Document text:
□ □ □ □ □ □ □
All venues were poets have read/performed have being shut, and all readings have now been forced onto Zoom which while some writers have enjoyed; others have hated so very mixed really.  

Q.6 What do you see as the role of the poet in modern-day society?

A. This depends on the poet really. I am a storyteller really who likes to tell stories that people can relate to. My partner Amanda Steel who is also a poet talks more directly about her inner feelings. We both also know poets who are very, very comical in contrast and other poets who are very, very political in contrast to both of us.

In short, there is no right or wrong way for the poet in modern-day society apart from making people react whether laughing or indeed thinking.

Q.7 How does one even begin to judge poetry? Are there some yardsticks that help you define a “good” poem from a not so great one?

A. That is quite a difficult question to answer. I learned to become a better poet over the years by studying other poets, trying out other styles constantly, and listening to other writers. Great poems as I said above make people react the most with clever use of words whether performed or on the page.

Q.8 Do you have any particular audience in mind when you write, an ideal reader?

A. Not really. When I write a poem, I write for me always first. I know of some poets who aim for a specific audience, but I try to be honest to myself and that comes first. I love it when people say they can relate to my poetry. 

Q.9 What is your stand on translating poetry? Can a translated work truly do justice to the original poem?

A. Not tried it before, but I have a friend who writes poetry in four different languages. I won’t name her, but she tells me writing poetry in so many languages are difficult, and she has found translating them again difficult.

Q.10 In what important ways does poetry differ from fiction?

A. I’ve not written a novel, but I personally believe a poem is restricted to just one feeling or a single impression. My next book Underground as well as The Streets were All We Could See is like this in the sense of they are often snapshots of emotion or feeling, a novel is a longer process perhaps a series of emotions or feelings which takes the reader on a long journey.

Q.11 What is the best piece of advice anyone has ever given you?

A. Listen, listen, listen, and don’t give up.

Q.12 What role should a title play for a poem? For beginning writers, what’s important to consider when titling a poem?
□ □ □ □ □ □ □
Supplied material:
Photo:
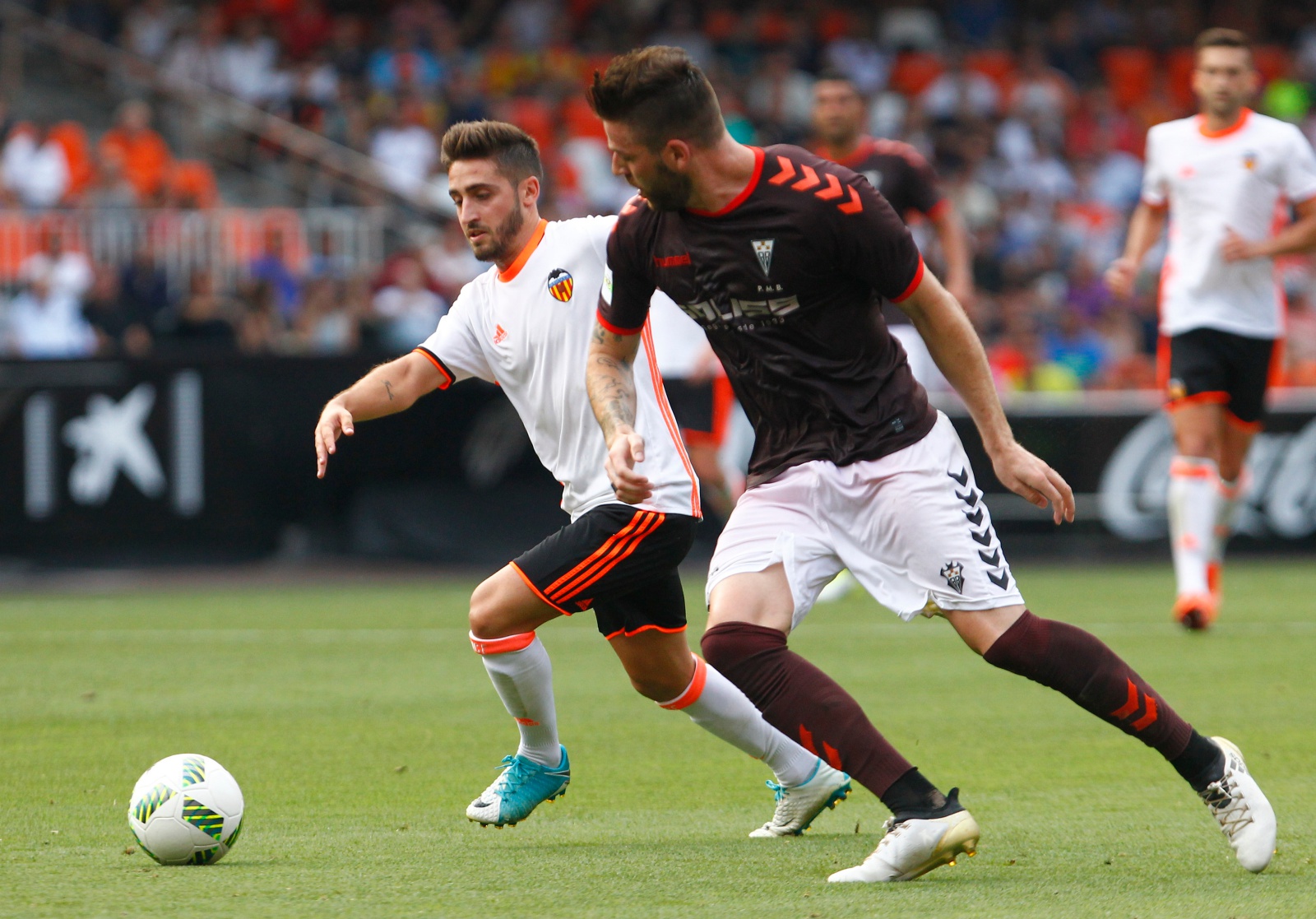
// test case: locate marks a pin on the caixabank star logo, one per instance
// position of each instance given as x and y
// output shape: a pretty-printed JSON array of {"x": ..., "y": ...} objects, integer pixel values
[{"x": 561, "y": 285}]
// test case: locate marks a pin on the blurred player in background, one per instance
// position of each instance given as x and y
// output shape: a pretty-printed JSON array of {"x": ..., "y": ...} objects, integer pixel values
[
  {"x": 701, "y": 398},
  {"x": 526, "y": 324},
  {"x": 782, "y": 256},
  {"x": 1221, "y": 178}
]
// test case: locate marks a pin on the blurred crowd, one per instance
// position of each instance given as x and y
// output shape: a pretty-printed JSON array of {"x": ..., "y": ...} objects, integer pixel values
[{"x": 1033, "y": 115}]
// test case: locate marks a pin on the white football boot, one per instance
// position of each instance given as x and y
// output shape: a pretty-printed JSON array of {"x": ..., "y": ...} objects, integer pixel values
[
  {"x": 914, "y": 847},
  {"x": 799, "y": 805},
  {"x": 1243, "y": 811}
]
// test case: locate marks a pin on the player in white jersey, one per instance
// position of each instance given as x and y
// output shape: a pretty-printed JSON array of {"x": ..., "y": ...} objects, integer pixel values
[
  {"x": 526, "y": 324},
  {"x": 1221, "y": 177}
]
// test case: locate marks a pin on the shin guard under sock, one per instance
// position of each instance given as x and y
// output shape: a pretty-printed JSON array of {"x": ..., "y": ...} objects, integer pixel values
[
  {"x": 1082, "y": 668},
  {"x": 803, "y": 702}
]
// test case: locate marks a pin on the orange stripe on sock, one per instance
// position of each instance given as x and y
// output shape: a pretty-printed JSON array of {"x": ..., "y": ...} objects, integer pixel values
[
  {"x": 1128, "y": 708},
  {"x": 503, "y": 645},
  {"x": 693, "y": 691},
  {"x": 598, "y": 553},
  {"x": 649, "y": 522},
  {"x": 1149, "y": 717}
]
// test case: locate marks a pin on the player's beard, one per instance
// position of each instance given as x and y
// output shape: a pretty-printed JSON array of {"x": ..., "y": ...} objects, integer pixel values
[
  {"x": 498, "y": 243},
  {"x": 669, "y": 190}
]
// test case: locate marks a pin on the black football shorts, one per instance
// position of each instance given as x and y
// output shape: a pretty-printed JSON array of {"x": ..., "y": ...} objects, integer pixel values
[
  {"x": 622, "y": 563},
  {"x": 1221, "y": 368}
]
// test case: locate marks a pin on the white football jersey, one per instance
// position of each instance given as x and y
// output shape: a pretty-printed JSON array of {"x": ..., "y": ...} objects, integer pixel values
[
  {"x": 1239, "y": 178},
  {"x": 528, "y": 329}
]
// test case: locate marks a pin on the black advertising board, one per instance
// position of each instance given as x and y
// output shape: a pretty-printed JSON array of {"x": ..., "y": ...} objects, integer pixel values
[{"x": 157, "y": 461}]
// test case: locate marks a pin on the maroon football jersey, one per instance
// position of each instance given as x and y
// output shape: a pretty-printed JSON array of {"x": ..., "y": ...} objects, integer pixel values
[
  {"x": 787, "y": 282},
  {"x": 899, "y": 171}
]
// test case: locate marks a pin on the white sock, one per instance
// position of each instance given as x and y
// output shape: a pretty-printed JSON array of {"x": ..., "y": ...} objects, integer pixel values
[
  {"x": 523, "y": 675},
  {"x": 717, "y": 706},
  {"x": 1193, "y": 504},
  {"x": 1227, "y": 510}
]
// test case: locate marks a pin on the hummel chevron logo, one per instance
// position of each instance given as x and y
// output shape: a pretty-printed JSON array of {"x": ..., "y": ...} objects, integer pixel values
[
  {"x": 809, "y": 179},
  {"x": 1132, "y": 706}
]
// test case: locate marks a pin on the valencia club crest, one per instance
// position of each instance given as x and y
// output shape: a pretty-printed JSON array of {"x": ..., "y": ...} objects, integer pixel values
[{"x": 561, "y": 285}]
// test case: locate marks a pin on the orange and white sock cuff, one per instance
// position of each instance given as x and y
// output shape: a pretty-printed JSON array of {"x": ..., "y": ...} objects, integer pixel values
[
  {"x": 691, "y": 694},
  {"x": 503, "y": 645},
  {"x": 1194, "y": 467}
]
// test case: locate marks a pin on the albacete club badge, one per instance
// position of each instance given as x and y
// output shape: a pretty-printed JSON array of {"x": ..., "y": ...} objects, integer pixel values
[
  {"x": 954, "y": 576},
  {"x": 561, "y": 285}
]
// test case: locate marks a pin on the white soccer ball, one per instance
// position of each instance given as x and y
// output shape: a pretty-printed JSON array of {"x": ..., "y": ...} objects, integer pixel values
[{"x": 186, "y": 810}]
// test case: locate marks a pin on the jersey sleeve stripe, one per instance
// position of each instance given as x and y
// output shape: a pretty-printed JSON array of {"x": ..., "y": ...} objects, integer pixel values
[
  {"x": 449, "y": 378},
  {"x": 673, "y": 428},
  {"x": 616, "y": 329},
  {"x": 914, "y": 285}
]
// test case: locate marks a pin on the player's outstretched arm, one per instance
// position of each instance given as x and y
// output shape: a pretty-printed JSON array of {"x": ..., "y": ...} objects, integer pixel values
[
  {"x": 1144, "y": 230},
  {"x": 390, "y": 388},
  {"x": 958, "y": 353},
  {"x": 611, "y": 382}
]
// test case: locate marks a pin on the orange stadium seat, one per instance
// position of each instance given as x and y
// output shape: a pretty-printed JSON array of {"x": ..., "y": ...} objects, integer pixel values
[
  {"x": 1129, "y": 72},
  {"x": 915, "y": 72},
  {"x": 72, "y": 137}
]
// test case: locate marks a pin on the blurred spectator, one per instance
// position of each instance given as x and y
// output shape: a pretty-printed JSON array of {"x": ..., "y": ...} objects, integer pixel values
[
  {"x": 197, "y": 56},
  {"x": 273, "y": 269},
  {"x": 149, "y": 28},
  {"x": 248, "y": 63},
  {"x": 449, "y": 261},
  {"x": 408, "y": 309},
  {"x": 329, "y": 322},
  {"x": 960, "y": 94},
  {"x": 63, "y": 270},
  {"x": 405, "y": 149},
  {"x": 35, "y": 168},
  {"x": 136, "y": 151},
  {"x": 403, "y": 66},
  {"x": 144, "y": 291},
  {"x": 203, "y": 324},
  {"x": 48, "y": 324}
]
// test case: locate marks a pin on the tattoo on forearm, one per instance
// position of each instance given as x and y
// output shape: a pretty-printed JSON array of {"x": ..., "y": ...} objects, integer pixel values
[{"x": 612, "y": 392}]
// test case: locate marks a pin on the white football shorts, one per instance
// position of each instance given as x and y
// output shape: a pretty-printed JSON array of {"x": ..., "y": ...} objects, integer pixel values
[{"x": 912, "y": 527}]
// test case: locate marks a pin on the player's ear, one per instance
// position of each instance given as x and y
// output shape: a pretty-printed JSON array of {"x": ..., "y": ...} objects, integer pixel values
[
  {"x": 530, "y": 190},
  {"x": 675, "y": 155}
]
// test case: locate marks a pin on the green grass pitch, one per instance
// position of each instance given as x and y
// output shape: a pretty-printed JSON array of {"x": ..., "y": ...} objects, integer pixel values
[{"x": 361, "y": 724}]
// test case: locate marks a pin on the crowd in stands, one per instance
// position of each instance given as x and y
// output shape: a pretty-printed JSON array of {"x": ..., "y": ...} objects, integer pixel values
[{"x": 1035, "y": 122}]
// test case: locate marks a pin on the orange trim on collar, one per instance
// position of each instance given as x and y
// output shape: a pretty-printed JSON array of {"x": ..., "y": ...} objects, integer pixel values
[
  {"x": 1224, "y": 132},
  {"x": 745, "y": 193},
  {"x": 524, "y": 256}
]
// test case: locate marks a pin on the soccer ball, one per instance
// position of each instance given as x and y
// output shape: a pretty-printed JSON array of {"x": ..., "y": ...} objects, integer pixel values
[{"x": 186, "y": 810}]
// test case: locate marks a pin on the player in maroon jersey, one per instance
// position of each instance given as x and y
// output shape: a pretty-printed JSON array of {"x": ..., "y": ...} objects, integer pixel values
[{"x": 783, "y": 258}]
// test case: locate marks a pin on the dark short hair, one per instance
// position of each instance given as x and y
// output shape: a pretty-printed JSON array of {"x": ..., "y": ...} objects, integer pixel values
[
  {"x": 1219, "y": 37},
  {"x": 515, "y": 151},
  {"x": 660, "y": 92}
]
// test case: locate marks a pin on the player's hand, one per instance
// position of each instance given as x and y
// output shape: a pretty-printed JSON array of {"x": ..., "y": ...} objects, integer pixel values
[
  {"x": 627, "y": 449},
  {"x": 1235, "y": 248},
  {"x": 335, "y": 421},
  {"x": 1120, "y": 276},
  {"x": 1033, "y": 480}
]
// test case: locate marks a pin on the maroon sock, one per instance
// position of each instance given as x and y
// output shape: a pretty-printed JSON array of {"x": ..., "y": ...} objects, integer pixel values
[
  {"x": 803, "y": 702},
  {"x": 1082, "y": 668}
]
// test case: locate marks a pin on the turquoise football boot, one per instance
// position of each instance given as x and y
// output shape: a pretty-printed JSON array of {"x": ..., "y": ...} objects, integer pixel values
[{"x": 519, "y": 790}]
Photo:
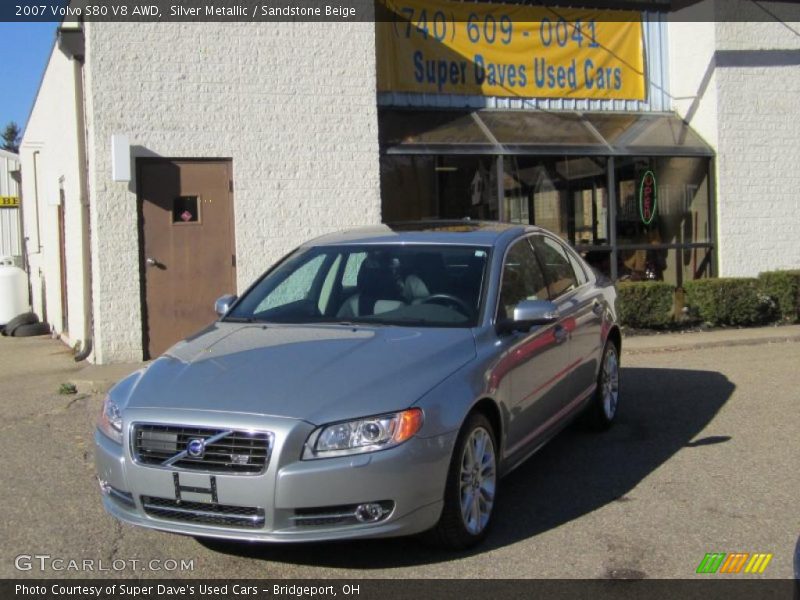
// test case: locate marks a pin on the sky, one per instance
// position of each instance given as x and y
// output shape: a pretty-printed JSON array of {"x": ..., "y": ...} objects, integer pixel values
[{"x": 24, "y": 50}]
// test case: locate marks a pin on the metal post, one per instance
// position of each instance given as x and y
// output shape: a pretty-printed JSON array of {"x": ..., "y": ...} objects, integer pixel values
[
  {"x": 501, "y": 205},
  {"x": 612, "y": 213}
]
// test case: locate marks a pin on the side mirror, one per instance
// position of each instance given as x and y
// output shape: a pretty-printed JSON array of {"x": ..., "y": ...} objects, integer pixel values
[
  {"x": 223, "y": 304},
  {"x": 529, "y": 313}
]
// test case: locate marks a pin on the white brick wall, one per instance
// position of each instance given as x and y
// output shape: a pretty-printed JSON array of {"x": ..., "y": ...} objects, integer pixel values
[
  {"x": 750, "y": 113},
  {"x": 293, "y": 105},
  {"x": 51, "y": 136}
]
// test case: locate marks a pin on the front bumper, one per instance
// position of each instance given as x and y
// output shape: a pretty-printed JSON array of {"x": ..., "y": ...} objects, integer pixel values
[{"x": 409, "y": 478}]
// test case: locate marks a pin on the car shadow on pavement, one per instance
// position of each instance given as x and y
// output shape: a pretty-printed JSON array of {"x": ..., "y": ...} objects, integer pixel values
[{"x": 662, "y": 411}]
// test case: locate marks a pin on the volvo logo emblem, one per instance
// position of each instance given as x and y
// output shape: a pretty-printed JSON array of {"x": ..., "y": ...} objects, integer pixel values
[{"x": 196, "y": 448}]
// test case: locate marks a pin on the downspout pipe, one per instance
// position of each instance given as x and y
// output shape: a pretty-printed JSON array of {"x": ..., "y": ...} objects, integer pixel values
[{"x": 71, "y": 42}]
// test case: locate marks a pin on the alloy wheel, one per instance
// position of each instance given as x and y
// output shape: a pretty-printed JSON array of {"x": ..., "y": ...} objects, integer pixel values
[{"x": 478, "y": 480}]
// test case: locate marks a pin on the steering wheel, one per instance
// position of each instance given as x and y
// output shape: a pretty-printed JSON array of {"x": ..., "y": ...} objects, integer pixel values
[{"x": 455, "y": 301}]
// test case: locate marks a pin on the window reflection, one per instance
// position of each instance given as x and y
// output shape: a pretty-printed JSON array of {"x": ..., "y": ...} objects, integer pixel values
[{"x": 567, "y": 196}]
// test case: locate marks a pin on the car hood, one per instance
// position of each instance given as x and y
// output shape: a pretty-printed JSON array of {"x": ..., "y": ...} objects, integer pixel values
[{"x": 317, "y": 373}]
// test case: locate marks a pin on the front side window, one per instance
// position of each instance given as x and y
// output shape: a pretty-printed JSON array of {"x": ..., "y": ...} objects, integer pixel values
[
  {"x": 392, "y": 284},
  {"x": 522, "y": 280},
  {"x": 557, "y": 267}
]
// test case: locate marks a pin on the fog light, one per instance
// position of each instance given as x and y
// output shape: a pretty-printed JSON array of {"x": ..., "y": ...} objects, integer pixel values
[
  {"x": 104, "y": 487},
  {"x": 369, "y": 513}
]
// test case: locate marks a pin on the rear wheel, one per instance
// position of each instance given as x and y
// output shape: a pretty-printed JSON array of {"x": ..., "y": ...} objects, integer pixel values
[
  {"x": 602, "y": 411},
  {"x": 471, "y": 487},
  {"x": 23, "y": 319}
]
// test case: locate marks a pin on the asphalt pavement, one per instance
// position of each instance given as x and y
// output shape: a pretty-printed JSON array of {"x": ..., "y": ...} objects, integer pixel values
□ □ □ □ □ □ □
Instructions to follow:
Extend the interview with the poet from the point where it stops.

Written response:
A. It’s as important as the poem itself, but it also can be the hardest thing to do with a poem. A great title is like a great newspaper headline which makes me want to read or hear the poem ever since.

Q.13 Has your idea of what poetry been changed since you began writing poems?

A. Yes, it has. I used to write light or comedy poems only when I first became involved with poetry on a professional basis. Sadly, two of my best friends who were poets died within three months of each other, and I struggled to write comedy after that.

Q.14 Can you work anywhere or is there a certain space and quietude required to write?

A. I write everywhere and anywhere. I know some people who need silence or quietude. That doesn’t affect me.

Q.15 How does your family/friends feel about your book or writing venture in general?

A. They love it and know it is a part of me. It took a long time for me to show my parents, however.

Q.16 Do you read your book reviews? How do you deal with good and bad ones?

A. It doesn’t bother me either way, to be honest. As an independent writer and artist, you will get good and bad comments, I’ve found the more I do it, and keep working on my art, the less negative comments I get and more just good/great.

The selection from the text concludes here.